>>>

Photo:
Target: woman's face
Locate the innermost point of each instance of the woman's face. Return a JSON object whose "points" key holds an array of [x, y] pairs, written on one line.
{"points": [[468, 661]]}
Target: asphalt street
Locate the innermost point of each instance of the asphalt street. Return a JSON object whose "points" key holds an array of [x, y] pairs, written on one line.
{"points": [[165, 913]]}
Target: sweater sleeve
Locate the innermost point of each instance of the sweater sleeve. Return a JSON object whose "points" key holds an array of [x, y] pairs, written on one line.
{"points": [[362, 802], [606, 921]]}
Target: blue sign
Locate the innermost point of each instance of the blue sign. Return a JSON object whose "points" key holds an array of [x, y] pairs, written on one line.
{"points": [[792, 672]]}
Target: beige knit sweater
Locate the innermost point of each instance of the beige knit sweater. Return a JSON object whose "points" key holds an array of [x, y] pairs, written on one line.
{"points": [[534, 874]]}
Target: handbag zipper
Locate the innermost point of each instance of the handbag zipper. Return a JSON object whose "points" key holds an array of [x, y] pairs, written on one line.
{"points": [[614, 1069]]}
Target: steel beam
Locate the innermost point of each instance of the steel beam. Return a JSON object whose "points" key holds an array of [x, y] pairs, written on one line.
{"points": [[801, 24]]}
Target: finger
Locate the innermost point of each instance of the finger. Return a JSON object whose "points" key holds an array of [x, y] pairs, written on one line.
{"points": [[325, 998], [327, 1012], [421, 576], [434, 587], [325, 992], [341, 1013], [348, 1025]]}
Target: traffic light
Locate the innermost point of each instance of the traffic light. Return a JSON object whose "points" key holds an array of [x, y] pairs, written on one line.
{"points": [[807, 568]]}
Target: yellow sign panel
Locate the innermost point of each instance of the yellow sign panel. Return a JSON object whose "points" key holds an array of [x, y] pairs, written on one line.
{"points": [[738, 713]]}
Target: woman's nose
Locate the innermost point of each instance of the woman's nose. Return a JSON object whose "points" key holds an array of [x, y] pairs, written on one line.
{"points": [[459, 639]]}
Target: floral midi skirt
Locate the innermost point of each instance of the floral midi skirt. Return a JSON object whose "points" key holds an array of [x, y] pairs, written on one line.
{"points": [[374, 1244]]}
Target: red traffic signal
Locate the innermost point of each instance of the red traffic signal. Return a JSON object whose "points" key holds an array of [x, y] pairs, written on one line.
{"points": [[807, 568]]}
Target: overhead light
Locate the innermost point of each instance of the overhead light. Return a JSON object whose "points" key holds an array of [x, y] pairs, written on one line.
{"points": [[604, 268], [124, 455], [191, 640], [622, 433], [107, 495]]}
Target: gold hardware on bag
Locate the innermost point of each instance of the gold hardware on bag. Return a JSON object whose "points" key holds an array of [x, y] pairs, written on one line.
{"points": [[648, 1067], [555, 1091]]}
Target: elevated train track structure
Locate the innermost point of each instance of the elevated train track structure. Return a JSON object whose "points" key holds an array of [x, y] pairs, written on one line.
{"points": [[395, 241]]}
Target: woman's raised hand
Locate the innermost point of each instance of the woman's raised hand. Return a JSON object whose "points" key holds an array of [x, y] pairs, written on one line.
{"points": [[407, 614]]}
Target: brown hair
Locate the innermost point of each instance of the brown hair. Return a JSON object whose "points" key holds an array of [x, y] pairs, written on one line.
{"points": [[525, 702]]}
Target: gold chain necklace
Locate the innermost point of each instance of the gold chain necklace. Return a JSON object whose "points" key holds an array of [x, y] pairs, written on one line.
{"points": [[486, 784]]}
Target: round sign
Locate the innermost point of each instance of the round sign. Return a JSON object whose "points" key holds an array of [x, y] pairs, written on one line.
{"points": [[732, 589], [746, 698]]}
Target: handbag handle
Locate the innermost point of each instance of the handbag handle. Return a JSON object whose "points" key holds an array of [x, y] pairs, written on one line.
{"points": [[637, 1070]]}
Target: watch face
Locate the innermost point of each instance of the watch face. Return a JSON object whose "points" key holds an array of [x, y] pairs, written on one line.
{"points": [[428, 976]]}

<<<

Task details -> From the entries above, return exactly the line containing "Target: elevated train track structure", the line containing "Target: brown hair", and all lines between, and nothing else.

Answer box ->
Target: elevated train track structure
Locate the innermost point of each instance of the elevated train track structure. Return a JSON object whose "points" key holds an array of [x, y] pairs, written on one line.
{"points": [[395, 241]]}
Target: woman's raised hand
Locate the innermost point of each instance of the woman's raised hand. Return a JSON object whose "points" key holds an array of [x, y] pairs, written on one line.
{"points": [[407, 614]]}
Target: brown hair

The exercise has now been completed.